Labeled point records
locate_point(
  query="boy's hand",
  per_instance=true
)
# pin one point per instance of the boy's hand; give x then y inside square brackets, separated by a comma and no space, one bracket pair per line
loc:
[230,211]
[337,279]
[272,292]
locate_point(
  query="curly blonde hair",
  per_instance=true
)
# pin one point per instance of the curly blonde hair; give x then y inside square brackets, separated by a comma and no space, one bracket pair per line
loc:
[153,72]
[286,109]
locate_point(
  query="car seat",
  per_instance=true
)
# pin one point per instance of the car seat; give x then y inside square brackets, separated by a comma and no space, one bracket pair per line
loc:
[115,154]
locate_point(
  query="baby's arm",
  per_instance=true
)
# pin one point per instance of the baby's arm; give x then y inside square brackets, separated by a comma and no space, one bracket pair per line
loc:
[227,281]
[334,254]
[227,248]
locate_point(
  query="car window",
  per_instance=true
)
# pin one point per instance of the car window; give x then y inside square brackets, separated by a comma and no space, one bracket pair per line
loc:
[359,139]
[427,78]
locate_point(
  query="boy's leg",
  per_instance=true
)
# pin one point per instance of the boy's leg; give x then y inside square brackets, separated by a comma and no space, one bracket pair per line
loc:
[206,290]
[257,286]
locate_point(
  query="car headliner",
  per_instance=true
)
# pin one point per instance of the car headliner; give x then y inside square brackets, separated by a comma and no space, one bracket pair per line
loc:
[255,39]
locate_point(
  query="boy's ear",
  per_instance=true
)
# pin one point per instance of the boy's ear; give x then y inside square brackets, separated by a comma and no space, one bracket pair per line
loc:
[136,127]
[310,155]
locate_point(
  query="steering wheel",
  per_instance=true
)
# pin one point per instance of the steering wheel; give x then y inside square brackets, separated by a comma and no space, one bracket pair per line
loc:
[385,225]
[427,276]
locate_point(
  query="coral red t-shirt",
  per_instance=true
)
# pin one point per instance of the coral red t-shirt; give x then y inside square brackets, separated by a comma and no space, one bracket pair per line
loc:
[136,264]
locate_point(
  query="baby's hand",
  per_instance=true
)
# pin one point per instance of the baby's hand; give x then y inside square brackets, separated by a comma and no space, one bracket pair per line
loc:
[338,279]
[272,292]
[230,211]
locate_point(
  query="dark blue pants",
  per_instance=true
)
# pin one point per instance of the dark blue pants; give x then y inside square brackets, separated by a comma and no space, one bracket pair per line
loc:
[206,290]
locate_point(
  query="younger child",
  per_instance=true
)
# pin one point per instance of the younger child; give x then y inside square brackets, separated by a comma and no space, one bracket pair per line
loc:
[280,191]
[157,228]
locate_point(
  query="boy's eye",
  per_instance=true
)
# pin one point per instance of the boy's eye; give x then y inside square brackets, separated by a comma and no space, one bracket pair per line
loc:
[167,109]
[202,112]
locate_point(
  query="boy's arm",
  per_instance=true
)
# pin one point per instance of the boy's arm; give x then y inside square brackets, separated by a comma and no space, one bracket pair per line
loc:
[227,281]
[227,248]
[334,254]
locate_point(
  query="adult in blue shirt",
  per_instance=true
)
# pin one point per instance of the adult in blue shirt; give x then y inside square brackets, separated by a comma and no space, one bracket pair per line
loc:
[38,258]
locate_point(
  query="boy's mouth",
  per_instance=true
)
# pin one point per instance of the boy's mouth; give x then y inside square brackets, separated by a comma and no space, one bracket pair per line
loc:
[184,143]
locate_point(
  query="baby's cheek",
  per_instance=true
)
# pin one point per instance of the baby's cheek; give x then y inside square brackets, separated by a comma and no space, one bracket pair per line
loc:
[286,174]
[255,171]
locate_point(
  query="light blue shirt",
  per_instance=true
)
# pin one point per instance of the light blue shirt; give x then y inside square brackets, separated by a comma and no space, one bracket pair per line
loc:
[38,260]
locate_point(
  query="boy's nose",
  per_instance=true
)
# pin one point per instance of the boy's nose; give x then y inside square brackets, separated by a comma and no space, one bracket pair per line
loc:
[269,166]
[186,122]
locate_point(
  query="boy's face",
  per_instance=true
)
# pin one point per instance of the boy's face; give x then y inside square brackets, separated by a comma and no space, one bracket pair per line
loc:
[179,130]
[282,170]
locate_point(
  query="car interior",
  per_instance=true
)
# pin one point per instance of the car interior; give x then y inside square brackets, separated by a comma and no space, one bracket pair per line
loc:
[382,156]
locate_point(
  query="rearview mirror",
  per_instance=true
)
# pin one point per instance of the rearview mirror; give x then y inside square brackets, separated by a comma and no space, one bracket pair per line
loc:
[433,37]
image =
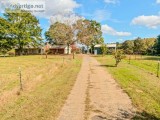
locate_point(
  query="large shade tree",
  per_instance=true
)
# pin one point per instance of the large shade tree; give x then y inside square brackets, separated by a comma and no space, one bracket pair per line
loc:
[89,32]
[60,33]
[6,36]
[158,45]
[128,47]
[26,30]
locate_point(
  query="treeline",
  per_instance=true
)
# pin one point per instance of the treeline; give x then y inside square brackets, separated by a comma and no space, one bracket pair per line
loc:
[146,46]
[19,29]
[83,31]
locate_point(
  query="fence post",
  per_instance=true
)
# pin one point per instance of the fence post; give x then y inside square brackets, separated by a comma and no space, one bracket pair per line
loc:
[129,59]
[158,69]
[20,79]
[63,61]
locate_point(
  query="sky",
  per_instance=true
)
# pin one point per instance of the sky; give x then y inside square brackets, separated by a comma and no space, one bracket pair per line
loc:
[120,19]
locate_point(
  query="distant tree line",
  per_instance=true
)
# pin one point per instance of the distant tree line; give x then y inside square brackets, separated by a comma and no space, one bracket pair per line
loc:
[19,29]
[86,32]
[146,46]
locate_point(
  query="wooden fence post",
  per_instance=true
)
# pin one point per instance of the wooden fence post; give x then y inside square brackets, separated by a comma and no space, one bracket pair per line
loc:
[158,66]
[20,79]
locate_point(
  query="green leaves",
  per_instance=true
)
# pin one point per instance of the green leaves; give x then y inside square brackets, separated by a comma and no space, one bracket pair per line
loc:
[21,28]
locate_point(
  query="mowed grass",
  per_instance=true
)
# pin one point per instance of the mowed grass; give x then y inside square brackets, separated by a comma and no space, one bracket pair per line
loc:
[46,85]
[139,80]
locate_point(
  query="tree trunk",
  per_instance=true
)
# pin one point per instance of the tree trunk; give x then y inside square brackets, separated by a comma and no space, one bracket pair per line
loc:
[73,55]
[68,49]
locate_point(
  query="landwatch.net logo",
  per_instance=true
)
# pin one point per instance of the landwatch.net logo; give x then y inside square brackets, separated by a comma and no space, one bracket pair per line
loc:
[27,5]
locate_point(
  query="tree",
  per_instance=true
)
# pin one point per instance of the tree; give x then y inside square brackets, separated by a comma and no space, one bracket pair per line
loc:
[103,46]
[49,38]
[158,44]
[89,32]
[61,34]
[26,30]
[6,41]
[128,47]
[119,55]
[139,46]
[104,49]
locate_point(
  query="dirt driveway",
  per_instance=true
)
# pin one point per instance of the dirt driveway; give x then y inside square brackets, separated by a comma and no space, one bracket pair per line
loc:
[96,96]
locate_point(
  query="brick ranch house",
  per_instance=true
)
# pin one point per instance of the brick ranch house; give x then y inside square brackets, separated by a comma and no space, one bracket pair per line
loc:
[53,49]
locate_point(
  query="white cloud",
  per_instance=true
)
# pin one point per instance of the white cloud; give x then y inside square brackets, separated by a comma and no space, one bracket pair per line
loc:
[110,31]
[111,1]
[152,21]
[67,18]
[158,1]
[54,7]
[101,15]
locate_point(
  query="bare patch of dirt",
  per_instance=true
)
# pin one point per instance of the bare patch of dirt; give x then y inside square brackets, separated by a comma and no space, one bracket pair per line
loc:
[96,96]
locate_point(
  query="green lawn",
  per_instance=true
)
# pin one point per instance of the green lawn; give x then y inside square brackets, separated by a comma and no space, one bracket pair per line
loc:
[139,80]
[46,84]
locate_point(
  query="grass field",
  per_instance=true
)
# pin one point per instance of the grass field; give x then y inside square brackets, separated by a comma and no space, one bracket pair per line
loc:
[139,80]
[46,85]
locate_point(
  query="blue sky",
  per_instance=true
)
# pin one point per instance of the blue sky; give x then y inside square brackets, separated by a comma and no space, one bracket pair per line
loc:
[120,19]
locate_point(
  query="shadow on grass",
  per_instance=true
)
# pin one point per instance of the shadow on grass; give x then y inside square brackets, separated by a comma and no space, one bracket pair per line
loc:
[152,58]
[107,65]
[145,116]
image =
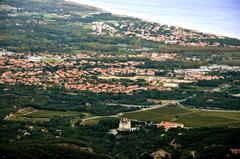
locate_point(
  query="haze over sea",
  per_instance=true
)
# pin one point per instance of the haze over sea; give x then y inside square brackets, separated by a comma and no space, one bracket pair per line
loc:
[221,17]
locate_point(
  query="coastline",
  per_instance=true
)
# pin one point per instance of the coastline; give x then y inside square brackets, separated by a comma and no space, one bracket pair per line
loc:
[148,18]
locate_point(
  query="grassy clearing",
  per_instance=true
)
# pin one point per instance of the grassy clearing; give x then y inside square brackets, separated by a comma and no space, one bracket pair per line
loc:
[35,115]
[190,118]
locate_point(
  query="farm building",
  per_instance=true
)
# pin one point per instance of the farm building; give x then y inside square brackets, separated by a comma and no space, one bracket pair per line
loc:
[124,125]
[167,125]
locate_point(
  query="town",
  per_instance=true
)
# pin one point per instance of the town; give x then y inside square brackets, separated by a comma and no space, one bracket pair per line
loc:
[88,71]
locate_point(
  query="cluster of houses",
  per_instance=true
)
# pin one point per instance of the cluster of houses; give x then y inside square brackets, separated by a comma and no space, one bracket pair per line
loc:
[202,73]
[154,32]
[125,126]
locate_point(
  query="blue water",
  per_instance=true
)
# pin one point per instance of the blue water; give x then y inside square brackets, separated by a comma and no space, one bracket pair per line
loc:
[220,17]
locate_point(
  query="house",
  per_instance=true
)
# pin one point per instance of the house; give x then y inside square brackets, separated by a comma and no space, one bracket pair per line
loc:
[167,125]
[124,125]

Task requirements
Gather every line of the data above that contains the string “curly”. Case matters.

Output below
  query="curly blonde hair",
# pin one point per instance of the curly blonde hair; give x then y inside square brackets, separated by a comma and no space, one bracket pair per line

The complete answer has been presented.